- [Task instructions]:
1. Answer these questions about the passage on the GUI explorer agent, each in a few words:
(a) Which two irreversible actions does the passage give as examples?
(b) What search approach does the explorer model use?
(c) Through which method is the search process refined?
2. Continue the passage on the GUI explorer agent, picking up after its last sentence.

- [Passage to read]:

▬▬▬▬▬▬

GUI agent: Guided Exploration of User-Sensitive Scr... | AI Research

GUI agent: Guided Exploration of User-Sensitive Screens
As LLM-driven agents become more autonomous in controlling graphical user interfaces (GUIs), they often perform tasks that involve sensitive user data or irreversible actions, such as making payments or deleting files. Current agents are typically fine-tuned to complete tasks without regard for these safety risks. This paper introduces an "explorer agent" designed to systematically map out these high-risk scenarios. By starting from a single demonstrated task, the agent explores the application's query space to identify and categorize screens that require human intervention, helping engineers build safer, more reliable systems.

Identifying Sensitive Interactions

The core objective of the explorer agent is to discover "user-sensitive" states within a GUI. It treats the exploration process as a search through a space of potential tasks and screen states. By using a combination of instruction-tuning and a saturation algorithm, the agent generates a variety of tasks that might lead to critical screens—such as those involving authentication, personal data, or financial transactions. This allows the system to build a dataset of sensitive scenarios that would otherwise be difficult to identify manually.

How the Explorer Works

The framework utilizes two models: a native language model that executes actions and an "explorer" model that directs the search. The explorer model uses a Monte Carlo Tree Search (MCTS) approach, where it iteratively selects and expands queries based on novelty and sensitivity. To ensure the agent doesn't just repeat the same actions, it uses a reward system that scores queries and steps based on how unique they are compared to previous attempts. This process is refined through Group Relative Policy Optimization (GRPO), which helps the agent learn to prioritize paths that lead to new, critical, or sensitive screen categories.

▬▬▬▬▬▬

- [Supplied entries]:
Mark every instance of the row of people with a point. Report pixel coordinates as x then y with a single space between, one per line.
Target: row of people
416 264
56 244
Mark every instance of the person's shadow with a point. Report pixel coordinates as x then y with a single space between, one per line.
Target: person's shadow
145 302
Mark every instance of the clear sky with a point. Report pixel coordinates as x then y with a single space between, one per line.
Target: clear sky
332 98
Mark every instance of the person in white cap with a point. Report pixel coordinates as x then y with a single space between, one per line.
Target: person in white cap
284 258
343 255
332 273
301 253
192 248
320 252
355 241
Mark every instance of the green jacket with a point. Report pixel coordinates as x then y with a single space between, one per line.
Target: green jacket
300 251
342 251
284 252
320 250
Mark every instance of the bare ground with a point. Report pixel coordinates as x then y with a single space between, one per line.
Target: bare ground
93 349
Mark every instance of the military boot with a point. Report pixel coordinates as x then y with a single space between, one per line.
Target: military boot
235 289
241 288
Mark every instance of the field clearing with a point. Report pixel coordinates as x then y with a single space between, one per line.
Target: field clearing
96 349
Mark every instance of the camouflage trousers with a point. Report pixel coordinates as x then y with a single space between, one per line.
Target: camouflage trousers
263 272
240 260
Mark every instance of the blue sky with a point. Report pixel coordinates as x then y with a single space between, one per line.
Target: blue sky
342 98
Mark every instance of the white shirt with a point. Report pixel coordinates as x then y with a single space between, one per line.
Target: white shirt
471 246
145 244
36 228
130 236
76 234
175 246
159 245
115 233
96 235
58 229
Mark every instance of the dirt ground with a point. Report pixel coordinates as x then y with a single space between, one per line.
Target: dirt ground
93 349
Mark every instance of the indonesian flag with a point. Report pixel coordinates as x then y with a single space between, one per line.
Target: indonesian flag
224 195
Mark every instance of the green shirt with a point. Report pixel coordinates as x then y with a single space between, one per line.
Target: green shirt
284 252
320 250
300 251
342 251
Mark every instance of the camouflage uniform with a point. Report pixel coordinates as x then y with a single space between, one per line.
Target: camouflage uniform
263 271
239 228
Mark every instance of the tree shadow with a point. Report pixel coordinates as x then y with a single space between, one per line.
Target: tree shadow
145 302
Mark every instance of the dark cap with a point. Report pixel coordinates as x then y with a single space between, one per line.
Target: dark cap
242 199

▬▬▬▬▬▬

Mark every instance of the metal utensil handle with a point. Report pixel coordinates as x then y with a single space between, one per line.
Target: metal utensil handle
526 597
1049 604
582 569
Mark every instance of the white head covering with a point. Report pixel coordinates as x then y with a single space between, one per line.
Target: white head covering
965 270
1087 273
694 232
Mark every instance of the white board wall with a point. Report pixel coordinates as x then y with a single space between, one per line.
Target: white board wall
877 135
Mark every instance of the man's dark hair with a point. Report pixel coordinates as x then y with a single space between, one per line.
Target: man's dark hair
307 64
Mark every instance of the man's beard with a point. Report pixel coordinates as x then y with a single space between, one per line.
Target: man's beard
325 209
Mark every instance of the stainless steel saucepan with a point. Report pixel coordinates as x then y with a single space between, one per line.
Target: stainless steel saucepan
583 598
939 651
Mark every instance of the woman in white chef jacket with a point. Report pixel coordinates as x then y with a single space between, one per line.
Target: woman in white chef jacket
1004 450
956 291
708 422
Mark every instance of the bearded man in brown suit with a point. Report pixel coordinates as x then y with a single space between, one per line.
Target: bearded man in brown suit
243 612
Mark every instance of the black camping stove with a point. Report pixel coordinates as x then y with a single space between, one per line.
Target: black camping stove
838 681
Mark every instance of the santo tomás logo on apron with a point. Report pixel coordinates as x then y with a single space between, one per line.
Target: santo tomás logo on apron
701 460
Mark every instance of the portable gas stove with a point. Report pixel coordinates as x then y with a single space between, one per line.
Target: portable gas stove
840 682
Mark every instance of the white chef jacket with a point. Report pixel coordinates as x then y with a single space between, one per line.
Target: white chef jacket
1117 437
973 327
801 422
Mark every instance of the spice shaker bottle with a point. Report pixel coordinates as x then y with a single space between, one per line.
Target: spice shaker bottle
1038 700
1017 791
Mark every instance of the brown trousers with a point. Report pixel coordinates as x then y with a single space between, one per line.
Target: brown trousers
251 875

▬▬▬▬▬▬

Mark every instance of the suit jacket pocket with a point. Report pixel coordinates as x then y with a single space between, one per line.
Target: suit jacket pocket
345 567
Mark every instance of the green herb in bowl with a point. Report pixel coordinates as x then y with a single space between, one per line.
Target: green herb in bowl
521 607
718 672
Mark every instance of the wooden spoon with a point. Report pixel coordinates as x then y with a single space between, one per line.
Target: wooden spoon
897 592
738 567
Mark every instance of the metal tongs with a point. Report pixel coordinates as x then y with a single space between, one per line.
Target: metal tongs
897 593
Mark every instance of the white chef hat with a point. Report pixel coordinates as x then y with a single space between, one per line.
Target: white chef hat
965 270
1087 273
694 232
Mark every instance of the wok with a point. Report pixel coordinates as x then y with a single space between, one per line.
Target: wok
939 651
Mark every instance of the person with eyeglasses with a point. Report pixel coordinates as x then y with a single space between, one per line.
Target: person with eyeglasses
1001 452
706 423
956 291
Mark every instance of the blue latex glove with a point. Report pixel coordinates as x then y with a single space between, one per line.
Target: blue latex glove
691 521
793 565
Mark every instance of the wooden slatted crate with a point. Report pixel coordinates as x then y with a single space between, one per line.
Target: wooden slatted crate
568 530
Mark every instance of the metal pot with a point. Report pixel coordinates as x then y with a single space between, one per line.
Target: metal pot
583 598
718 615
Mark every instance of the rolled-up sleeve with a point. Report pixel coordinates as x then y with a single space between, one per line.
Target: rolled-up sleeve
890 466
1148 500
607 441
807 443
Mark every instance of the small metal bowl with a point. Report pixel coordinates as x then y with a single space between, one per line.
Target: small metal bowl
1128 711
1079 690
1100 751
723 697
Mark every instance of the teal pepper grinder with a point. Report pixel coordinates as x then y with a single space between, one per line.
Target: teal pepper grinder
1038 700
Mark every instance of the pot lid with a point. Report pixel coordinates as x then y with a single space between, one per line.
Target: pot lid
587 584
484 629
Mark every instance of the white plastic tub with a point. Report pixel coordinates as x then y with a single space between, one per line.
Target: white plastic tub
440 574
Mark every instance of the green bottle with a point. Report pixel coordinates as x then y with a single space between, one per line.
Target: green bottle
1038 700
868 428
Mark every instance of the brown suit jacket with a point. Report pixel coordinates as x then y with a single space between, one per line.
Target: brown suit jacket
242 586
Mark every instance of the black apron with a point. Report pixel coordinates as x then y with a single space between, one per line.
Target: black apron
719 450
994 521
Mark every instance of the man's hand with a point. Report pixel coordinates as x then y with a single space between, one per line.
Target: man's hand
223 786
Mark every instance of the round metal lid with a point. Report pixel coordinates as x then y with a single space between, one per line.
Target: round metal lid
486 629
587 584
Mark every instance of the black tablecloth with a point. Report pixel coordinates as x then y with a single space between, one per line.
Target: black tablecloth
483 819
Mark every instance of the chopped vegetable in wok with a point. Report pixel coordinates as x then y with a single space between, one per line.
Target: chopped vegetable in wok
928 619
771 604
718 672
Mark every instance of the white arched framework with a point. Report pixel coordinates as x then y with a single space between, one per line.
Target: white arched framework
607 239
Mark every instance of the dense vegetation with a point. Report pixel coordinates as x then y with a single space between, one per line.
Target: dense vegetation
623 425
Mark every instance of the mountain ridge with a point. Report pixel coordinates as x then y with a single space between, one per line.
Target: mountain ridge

▬▬▬▬▬▬

- [Answers by item number]:
1.
(a) Making payments and deleting files.
(b) Monte Carlo Tree Search (MCTS).
(c) Group Relative Policy Optimization (GRPO).

2.
Results and Observations

The researchers conducted experiments using the Qwen-2.5-32B-Instruct model as the explorer. They observed that as the training progressed over multiple rounds, the total reward decreased, indicating that the agent successfully "saturated" the available query space—meaning it had effectively mapped out the reachable sensitive states. Additionally, the agent showed improved accuracy in predicting steps as it gained experience. The data suggests that this systematic approach is effective at narrowing down the scope of potential user-sensitive interactions within an application.

Future Directions

While the current method successfully automates the identification of sensitive screens, the authors note that the search could be made more aggressive. Future work may focus on rejecting low-novelty queries more strictly and expanding the exploration to include more nuanced interactions, such as toggling specific settings (e.g., turning notifications on versus off). These improvements aim to provide a more comprehensive coverage of the GUI environment, ensuring that agents can reliably recognize when to hand over control to a human user.